*Exercise directions*: Omit all images, then return the remaining material exactly as it stands.

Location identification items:
================

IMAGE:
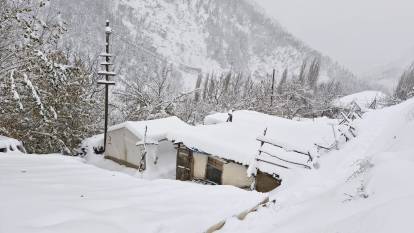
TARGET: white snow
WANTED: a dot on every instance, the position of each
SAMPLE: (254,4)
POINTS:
(10,145)
(363,99)
(237,140)
(53,193)
(363,187)
(157,129)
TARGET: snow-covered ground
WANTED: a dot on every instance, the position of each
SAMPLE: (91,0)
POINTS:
(363,99)
(364,187)
(56,194)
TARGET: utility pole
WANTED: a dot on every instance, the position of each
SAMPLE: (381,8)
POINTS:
(273,88)
(107,82)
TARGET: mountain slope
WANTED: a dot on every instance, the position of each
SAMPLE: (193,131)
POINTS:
(194,36)
(363,187)
(389,74)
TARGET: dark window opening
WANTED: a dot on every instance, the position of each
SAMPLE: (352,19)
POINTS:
(214,174)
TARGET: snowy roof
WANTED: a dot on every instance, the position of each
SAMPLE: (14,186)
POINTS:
(363,99)
(157,129)
(6,141)
(238,140)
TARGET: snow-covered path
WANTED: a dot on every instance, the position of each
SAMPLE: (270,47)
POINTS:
(56,194)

================

*Written solution*:
IMAGE:
TARGET: white snow
WANTED: a dot on every instance, the position of each
SAMPLE: (254,4)
POINTS:
(10,145)
(363,99)
(237,140)
(53,193)
(363,187)
(157,129)
TARGET: snow-covered ground
WANTED: a dot on every instance, the position of each
SAMPLE: (91,0)
POINTS:
(363,99)
(364,187)
(56,194)
TARGET: utility pole
WANTED: a dot on every instance, the position of each
SAMPLE: (381,8)
POINTS:
(273,88)
(107,82)
TARGET: mountain slope
WANTED: a dot on every instance, the position of each
SAMPLE: (193,131)
POINTS:
(194,36)
(363,187)
(389,74)
TARGET: dark window opening
WANTED: a dot on every instance, the position of each
SAMPLE: (352,19)
POINTS:
(214,174)
TARGET: snowy roof
WANTED: a dot on every instance, the position of each
SAMPLE: (14,186)
POINTS:
(363,99)
(157,129)
(6,141)
(238,140)
TARGET: snow-covered path
WANTED: a dot on every instance, the position of each
SAMPLE: (270,47)
POINTS:
(56,194)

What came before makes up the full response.